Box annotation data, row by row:
____________________

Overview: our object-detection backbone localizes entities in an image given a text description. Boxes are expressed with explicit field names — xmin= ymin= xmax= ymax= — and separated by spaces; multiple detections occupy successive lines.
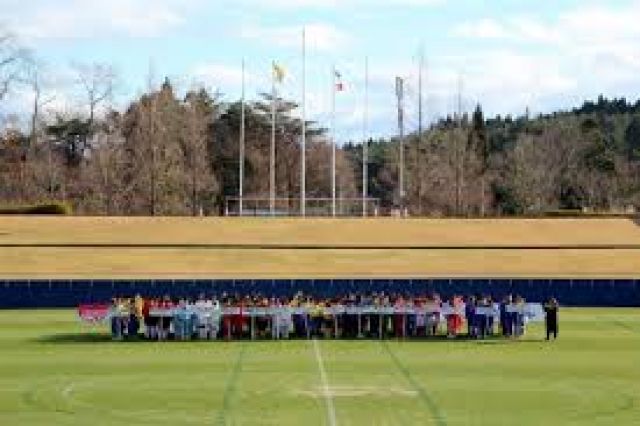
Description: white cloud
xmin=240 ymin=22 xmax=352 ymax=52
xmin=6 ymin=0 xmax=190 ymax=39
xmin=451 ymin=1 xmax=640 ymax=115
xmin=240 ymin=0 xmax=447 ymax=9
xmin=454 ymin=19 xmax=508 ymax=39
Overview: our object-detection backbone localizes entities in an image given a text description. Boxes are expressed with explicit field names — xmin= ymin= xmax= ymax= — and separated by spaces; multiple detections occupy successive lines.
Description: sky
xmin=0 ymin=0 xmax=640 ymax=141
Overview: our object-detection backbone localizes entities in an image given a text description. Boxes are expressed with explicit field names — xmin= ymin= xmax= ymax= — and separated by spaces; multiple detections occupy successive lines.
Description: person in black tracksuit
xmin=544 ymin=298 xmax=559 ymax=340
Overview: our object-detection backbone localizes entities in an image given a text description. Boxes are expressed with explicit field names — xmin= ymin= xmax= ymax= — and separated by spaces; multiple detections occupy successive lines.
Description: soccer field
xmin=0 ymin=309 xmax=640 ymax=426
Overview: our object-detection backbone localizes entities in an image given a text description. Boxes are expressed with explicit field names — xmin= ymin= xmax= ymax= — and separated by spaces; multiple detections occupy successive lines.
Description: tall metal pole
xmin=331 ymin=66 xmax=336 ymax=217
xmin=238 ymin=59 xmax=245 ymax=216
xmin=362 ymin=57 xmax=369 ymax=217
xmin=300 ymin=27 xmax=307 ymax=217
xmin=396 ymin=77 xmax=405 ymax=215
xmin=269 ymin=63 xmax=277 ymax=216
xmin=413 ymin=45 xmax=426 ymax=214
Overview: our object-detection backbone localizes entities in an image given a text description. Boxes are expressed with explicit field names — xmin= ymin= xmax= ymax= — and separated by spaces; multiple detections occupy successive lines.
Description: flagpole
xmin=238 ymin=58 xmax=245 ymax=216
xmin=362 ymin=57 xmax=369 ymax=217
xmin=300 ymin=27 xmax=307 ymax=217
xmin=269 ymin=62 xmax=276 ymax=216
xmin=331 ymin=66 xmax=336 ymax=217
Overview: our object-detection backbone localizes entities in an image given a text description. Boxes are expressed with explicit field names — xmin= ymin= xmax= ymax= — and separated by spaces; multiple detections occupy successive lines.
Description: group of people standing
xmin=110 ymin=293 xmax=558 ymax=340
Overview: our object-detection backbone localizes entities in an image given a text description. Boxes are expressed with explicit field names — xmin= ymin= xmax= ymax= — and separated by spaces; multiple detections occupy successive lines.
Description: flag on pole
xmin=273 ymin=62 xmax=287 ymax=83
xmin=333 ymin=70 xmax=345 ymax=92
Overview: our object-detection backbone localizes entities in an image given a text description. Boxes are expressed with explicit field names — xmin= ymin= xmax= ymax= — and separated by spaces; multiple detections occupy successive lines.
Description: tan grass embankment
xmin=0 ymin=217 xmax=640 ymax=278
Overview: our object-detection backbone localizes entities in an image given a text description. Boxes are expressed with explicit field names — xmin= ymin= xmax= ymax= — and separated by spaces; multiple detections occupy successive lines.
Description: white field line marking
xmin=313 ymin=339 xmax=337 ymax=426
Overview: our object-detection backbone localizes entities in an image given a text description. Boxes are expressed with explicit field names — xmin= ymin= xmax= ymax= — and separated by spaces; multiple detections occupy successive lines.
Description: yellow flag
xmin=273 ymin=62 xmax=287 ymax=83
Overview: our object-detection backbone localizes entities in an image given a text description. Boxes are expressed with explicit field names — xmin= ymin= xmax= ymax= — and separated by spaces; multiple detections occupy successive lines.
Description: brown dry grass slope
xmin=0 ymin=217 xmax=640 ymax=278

____________________

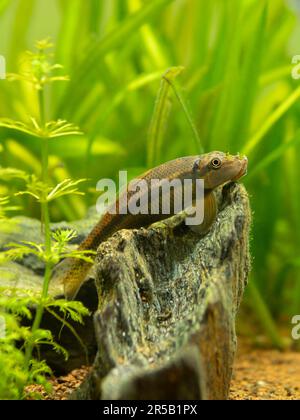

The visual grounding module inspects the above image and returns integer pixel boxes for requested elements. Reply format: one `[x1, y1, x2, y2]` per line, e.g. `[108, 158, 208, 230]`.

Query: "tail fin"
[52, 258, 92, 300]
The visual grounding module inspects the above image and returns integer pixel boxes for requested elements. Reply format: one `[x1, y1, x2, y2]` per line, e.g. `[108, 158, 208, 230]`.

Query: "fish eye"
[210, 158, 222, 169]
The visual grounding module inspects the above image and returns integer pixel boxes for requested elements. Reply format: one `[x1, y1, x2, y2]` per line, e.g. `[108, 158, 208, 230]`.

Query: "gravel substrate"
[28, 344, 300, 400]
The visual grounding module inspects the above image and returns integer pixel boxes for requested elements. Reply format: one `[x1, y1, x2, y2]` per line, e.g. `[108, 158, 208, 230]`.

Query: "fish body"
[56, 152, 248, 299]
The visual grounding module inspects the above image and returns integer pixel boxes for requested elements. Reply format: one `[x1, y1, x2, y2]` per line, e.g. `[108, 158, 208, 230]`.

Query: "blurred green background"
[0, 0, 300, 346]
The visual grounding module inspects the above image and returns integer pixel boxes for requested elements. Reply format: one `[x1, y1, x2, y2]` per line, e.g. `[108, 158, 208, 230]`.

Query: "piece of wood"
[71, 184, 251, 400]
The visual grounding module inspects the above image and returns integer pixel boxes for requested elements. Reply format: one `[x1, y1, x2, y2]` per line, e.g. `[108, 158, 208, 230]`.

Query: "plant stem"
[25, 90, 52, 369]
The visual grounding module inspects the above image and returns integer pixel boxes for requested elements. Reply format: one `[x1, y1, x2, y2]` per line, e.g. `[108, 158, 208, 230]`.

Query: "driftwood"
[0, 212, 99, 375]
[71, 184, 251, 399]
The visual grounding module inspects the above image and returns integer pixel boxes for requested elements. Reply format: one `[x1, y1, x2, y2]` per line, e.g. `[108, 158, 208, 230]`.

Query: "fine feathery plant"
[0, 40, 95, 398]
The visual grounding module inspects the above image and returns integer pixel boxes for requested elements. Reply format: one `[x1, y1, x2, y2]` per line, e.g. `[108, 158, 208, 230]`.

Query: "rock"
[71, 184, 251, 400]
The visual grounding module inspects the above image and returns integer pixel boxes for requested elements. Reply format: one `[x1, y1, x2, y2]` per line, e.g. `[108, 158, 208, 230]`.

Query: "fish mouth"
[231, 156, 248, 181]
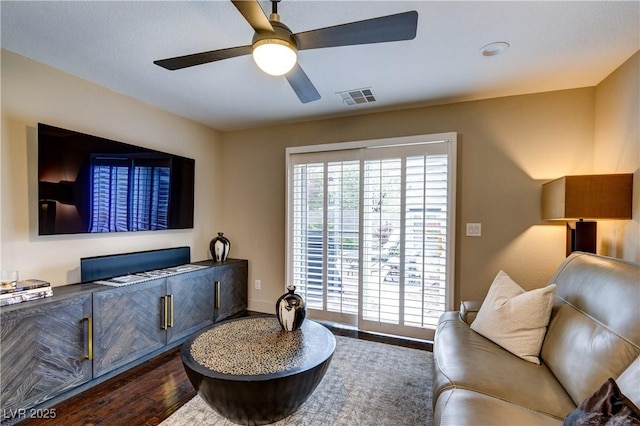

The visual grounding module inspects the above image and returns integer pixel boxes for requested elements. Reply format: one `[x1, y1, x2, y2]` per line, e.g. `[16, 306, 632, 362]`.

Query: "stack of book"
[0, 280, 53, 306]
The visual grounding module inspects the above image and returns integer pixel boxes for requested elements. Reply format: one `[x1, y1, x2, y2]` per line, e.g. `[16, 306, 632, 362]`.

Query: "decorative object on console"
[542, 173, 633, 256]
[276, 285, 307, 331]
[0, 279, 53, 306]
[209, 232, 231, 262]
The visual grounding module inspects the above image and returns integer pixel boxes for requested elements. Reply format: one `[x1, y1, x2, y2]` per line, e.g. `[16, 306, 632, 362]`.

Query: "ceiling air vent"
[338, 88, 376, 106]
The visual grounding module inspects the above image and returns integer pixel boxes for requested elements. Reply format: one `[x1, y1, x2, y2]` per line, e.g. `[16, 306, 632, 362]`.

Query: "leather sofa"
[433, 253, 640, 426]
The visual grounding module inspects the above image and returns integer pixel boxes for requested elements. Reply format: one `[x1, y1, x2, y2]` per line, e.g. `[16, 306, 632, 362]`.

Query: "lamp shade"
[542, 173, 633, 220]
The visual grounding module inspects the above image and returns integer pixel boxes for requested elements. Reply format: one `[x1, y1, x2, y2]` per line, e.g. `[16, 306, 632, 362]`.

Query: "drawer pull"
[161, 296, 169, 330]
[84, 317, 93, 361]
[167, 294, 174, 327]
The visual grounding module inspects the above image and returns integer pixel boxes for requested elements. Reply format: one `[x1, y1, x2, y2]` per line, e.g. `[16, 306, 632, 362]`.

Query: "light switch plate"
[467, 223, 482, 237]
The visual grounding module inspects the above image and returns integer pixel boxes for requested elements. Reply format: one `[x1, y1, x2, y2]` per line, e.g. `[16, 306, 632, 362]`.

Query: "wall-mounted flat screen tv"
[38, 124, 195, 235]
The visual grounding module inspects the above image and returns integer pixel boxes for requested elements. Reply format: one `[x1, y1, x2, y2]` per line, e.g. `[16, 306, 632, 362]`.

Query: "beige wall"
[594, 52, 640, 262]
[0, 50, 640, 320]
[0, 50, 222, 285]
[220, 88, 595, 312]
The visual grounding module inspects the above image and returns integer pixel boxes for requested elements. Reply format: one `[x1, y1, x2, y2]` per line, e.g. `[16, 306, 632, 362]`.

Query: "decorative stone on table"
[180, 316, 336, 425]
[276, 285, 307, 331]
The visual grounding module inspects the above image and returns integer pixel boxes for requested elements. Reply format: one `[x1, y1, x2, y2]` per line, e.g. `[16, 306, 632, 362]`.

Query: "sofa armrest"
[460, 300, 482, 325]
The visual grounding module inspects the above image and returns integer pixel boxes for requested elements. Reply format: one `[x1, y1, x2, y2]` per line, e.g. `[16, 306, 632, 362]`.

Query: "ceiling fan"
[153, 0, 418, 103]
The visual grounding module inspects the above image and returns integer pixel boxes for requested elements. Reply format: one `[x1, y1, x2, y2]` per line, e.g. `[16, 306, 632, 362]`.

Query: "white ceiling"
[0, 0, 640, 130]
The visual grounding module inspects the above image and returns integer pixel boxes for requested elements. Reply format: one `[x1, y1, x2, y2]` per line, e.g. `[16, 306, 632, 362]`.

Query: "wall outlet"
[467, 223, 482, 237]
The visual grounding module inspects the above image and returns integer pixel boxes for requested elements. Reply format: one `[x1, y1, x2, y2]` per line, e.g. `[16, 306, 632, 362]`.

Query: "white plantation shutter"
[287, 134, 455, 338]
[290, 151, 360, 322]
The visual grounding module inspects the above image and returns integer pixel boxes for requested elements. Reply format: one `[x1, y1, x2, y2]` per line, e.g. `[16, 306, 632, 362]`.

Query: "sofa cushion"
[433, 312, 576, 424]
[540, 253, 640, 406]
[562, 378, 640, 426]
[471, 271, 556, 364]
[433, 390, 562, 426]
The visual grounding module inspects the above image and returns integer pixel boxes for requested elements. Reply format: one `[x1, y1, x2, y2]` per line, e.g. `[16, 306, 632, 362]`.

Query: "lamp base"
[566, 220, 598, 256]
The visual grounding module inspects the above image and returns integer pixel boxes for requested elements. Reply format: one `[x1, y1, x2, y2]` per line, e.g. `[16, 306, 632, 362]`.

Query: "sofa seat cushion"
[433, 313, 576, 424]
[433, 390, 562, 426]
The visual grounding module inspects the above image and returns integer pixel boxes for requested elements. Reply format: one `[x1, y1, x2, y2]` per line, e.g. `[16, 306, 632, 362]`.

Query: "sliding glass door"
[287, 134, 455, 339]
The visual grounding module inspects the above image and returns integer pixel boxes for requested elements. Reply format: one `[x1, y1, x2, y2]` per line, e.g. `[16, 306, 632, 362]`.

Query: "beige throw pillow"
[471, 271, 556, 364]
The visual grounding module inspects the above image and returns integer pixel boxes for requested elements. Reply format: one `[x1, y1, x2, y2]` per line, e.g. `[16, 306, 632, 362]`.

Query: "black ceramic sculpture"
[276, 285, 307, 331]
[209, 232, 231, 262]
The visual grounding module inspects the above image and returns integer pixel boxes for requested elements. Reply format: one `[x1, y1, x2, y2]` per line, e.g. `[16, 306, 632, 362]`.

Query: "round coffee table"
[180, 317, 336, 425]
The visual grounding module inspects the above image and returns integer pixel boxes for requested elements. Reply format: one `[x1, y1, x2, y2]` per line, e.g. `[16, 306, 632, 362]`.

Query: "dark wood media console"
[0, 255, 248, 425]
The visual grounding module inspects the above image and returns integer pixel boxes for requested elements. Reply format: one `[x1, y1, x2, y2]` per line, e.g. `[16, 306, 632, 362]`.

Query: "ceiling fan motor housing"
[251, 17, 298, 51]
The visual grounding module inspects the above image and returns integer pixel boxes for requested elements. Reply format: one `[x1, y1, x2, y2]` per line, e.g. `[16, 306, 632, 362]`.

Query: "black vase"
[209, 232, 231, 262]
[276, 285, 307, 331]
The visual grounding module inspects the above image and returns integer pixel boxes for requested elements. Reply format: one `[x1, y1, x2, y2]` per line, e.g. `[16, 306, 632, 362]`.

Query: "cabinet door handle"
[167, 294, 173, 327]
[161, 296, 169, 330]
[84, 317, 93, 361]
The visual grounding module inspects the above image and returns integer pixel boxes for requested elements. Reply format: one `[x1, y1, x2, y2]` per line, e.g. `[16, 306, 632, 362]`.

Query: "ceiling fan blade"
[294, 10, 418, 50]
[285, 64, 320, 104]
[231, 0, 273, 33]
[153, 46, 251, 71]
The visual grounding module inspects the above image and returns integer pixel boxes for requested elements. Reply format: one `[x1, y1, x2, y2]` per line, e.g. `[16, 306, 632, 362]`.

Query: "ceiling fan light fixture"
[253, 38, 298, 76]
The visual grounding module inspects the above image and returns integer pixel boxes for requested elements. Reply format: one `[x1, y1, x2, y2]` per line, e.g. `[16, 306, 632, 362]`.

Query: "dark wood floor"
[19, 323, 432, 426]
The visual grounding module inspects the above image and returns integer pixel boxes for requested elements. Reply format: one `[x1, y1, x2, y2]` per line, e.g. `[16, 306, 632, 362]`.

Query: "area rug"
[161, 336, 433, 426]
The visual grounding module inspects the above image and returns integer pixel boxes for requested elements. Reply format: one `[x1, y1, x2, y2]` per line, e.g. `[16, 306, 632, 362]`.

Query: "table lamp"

____________________

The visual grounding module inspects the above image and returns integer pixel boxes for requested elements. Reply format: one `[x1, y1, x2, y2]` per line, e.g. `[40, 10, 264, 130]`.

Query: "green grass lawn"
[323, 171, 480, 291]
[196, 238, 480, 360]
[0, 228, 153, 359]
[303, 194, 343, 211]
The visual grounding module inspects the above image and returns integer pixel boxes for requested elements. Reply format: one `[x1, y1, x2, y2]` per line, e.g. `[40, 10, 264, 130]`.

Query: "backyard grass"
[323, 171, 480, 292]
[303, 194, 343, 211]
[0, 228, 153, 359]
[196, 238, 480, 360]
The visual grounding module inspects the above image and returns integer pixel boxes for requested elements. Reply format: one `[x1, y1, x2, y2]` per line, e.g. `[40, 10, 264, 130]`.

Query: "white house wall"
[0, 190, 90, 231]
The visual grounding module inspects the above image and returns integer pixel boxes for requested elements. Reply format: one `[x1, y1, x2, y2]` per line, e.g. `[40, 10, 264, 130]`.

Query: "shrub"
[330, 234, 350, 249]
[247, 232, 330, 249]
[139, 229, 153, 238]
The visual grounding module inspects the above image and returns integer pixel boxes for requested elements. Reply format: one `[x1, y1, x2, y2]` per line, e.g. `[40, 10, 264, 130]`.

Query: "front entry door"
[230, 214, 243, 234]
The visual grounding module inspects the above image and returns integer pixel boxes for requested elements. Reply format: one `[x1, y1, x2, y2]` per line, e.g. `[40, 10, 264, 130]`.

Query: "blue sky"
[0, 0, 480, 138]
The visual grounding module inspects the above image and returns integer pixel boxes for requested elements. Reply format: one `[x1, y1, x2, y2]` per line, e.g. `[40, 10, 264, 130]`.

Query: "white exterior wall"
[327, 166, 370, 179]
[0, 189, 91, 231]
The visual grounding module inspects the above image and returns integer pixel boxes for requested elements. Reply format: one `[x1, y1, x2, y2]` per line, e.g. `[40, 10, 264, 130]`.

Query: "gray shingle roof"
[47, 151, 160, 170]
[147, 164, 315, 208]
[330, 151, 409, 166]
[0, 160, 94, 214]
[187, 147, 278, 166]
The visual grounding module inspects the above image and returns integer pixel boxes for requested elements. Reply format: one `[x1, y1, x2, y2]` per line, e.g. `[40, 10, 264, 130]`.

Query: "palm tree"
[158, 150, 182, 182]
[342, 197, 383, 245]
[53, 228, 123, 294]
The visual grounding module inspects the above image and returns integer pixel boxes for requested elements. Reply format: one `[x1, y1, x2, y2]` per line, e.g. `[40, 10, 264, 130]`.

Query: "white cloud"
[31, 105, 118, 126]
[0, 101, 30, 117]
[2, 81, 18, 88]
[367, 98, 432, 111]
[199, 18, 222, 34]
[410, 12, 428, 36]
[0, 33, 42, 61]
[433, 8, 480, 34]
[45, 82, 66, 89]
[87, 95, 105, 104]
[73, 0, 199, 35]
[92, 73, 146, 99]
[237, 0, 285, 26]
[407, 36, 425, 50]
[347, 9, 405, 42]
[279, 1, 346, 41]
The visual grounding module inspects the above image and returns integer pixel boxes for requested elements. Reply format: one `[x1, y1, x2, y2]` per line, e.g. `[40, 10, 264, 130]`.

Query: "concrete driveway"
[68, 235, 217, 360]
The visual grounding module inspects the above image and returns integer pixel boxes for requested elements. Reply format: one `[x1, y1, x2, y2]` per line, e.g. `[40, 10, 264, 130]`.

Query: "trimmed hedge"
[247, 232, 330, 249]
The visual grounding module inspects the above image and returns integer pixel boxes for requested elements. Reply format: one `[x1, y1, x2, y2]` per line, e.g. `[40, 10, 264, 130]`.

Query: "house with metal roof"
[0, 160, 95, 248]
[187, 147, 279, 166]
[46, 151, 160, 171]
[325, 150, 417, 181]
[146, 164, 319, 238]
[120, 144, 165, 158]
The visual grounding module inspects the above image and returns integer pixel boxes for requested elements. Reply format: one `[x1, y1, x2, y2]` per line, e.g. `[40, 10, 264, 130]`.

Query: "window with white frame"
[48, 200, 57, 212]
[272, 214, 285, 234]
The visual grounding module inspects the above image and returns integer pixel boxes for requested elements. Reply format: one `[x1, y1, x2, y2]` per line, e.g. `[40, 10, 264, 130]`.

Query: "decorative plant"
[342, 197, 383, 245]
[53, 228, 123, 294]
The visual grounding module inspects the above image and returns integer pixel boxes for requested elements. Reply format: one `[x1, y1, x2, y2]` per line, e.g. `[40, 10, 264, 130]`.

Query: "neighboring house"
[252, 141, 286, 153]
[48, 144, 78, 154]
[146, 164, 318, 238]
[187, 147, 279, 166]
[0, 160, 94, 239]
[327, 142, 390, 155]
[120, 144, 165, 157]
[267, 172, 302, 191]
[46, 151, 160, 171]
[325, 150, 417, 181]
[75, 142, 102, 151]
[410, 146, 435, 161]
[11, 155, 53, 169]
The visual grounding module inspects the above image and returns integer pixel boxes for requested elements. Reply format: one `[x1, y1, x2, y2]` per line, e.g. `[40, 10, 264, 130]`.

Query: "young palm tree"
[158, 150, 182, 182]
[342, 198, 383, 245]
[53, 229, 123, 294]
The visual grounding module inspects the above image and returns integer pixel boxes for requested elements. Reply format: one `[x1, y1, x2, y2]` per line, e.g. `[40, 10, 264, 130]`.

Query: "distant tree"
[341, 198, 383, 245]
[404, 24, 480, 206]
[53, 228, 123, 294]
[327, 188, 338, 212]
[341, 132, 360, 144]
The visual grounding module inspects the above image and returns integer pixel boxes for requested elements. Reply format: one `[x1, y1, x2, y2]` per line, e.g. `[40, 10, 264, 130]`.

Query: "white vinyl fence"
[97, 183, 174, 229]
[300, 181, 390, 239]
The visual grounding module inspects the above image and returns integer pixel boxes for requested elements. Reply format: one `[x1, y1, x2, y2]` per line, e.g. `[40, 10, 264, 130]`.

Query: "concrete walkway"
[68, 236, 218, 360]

____________________

Exercise task: Please extract every line above that contains the string "grass". Matching is case-sensitive.

Output below:
Description: tan grass embankment
Description: brown dry grass slope
Query: "green grass lawn"
Query: "backyard grass"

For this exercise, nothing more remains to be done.